TASK GOAL:
After finding the line with "marble backsplash ??" in the data below, set down exactly each line through the one with "grass field ??", inclusive, and stop there.

EXTRACTED ENTRIES:
== Segment start ==

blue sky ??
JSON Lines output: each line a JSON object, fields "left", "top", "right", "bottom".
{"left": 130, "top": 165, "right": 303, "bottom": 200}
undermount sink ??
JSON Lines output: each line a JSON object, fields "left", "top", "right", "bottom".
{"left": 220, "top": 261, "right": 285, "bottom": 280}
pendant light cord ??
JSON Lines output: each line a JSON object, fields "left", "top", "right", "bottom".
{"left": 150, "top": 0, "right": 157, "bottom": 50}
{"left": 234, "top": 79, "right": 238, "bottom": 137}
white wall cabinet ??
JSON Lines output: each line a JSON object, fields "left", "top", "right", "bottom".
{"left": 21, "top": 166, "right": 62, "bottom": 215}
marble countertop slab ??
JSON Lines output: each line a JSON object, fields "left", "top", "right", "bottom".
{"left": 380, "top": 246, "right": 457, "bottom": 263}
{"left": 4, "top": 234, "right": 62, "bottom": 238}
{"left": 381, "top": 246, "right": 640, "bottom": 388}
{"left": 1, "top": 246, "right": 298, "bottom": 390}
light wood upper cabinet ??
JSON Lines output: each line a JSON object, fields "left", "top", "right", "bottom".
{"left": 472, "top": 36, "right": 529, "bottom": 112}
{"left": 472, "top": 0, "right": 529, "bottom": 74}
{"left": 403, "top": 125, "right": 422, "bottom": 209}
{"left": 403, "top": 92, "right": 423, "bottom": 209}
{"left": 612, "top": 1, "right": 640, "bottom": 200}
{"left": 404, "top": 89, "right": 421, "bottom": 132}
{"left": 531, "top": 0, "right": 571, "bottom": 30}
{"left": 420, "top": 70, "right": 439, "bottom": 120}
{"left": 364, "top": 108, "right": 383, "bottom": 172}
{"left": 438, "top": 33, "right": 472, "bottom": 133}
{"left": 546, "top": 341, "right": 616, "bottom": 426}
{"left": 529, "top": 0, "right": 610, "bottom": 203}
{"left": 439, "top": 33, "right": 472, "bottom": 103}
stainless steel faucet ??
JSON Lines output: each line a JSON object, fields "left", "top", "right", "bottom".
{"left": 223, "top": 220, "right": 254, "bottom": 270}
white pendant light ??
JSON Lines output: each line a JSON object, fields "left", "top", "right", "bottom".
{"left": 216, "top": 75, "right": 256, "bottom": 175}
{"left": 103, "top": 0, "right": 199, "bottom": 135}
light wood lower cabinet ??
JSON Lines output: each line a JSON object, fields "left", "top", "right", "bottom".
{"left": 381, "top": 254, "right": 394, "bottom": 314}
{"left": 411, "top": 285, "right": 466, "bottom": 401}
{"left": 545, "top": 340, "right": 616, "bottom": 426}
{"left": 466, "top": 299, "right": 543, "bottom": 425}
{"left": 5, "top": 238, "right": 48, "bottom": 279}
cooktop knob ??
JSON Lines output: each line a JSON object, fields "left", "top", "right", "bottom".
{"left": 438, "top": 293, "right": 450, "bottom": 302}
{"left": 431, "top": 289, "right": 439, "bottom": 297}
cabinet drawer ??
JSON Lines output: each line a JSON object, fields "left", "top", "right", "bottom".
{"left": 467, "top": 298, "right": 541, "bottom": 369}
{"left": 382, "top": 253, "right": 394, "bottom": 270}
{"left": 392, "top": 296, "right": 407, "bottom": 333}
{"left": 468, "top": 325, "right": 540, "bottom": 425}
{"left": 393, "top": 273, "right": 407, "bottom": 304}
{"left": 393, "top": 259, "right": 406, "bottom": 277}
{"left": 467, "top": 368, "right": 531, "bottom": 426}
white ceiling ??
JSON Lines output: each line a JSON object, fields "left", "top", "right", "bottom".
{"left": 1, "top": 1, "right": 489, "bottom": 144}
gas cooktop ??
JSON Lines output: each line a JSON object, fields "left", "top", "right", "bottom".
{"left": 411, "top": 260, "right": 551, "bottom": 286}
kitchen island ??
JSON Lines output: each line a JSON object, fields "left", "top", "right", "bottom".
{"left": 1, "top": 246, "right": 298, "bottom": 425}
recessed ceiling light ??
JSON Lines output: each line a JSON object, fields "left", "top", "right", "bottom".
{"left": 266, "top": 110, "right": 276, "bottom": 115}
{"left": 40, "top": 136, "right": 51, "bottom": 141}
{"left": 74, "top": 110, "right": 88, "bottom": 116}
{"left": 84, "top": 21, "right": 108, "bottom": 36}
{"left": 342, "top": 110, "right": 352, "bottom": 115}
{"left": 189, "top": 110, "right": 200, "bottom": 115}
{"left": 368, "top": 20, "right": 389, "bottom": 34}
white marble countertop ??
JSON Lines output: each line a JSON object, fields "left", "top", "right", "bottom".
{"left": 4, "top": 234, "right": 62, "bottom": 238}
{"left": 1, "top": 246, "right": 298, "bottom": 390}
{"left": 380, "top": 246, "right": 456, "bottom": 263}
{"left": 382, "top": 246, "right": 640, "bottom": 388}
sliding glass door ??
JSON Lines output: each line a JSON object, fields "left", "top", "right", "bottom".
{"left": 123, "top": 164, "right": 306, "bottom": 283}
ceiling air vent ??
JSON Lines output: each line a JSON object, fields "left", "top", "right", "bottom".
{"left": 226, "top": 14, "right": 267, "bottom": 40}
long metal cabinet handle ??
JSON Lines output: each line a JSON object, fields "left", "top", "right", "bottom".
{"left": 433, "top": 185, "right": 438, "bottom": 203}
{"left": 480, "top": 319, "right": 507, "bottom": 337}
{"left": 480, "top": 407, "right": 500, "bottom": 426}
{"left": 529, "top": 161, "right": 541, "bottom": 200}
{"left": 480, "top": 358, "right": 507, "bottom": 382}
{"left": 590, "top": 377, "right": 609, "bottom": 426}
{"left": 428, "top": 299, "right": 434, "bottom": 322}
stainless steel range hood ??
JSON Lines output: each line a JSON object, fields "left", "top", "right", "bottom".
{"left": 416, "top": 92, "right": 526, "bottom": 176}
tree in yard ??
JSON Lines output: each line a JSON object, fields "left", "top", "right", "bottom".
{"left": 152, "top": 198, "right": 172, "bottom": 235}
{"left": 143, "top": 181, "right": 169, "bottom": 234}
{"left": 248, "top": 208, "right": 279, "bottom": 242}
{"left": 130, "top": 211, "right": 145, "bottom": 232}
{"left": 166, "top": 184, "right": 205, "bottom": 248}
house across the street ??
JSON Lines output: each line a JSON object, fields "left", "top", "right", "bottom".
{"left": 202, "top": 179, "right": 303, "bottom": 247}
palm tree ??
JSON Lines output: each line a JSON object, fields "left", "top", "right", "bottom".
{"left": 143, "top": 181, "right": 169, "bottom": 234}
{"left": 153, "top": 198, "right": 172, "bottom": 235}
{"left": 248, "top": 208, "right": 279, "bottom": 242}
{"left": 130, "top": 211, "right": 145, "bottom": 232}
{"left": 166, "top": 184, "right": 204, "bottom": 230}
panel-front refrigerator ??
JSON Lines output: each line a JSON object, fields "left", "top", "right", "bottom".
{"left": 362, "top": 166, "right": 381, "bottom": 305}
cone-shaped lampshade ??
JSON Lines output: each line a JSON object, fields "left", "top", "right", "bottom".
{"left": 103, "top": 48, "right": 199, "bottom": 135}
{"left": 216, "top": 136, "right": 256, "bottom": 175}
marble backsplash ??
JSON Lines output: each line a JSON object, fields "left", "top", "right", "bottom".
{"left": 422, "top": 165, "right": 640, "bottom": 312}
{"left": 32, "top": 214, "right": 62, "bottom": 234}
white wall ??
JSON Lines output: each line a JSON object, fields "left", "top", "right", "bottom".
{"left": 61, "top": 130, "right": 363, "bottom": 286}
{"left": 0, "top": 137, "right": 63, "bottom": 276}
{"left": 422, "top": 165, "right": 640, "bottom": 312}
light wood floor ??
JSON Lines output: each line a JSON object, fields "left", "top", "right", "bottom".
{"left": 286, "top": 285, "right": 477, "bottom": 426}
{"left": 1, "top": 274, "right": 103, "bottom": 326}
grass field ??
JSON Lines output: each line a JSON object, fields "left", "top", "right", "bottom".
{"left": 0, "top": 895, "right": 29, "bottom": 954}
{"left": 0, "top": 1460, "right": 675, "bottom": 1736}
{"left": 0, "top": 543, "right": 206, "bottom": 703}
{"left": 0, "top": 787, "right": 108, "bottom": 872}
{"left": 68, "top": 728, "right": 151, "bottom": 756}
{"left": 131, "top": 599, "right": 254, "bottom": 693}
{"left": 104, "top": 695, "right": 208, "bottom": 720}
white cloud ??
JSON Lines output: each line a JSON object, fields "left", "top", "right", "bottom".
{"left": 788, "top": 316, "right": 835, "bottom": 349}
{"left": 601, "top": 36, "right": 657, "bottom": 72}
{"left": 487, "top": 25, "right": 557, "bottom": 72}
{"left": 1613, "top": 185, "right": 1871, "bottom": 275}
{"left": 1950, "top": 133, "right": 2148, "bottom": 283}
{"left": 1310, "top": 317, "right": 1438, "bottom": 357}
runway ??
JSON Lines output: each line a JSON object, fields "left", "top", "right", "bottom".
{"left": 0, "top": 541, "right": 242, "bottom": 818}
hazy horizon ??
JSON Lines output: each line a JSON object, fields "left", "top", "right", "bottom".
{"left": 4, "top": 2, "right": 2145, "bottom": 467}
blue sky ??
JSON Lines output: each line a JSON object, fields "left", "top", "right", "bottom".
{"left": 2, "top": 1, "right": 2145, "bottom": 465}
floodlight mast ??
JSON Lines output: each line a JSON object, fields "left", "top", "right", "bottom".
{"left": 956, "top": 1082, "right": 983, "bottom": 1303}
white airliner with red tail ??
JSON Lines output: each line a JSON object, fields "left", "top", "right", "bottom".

== Segment end ==

EXERCISE RESPONSE:
marble backsplash ??
JSON Lines output: each line a JSON object, fields "left", "top", "right", "bottom".
{"left": 422, "top": 165, "right": 640, "bottom": 312}
{"left": 32, "top": 214, "right": 62, "bottom": 234}
white wall ??
JSON Lines output: each line a JSON object, fields "left", "top", "right", "bottom".
{"left": 61, "top": 130, "right": 363, "bottom": 286}
{"left": 0, "top": 137, "right": 63, "bottom": 276}
{"left": 422, "top": 165, "right": 640, "bottom": 312}
light wood floor ??
JSON Lines output: each line a JSON object, fields "left", "top", "right", "bottom".
{"left": 286, "top": 285, "right": 477, "bottom": 426}
{"left": 1, "top": 274, "right": 103, "bottom": 326}
grass field ??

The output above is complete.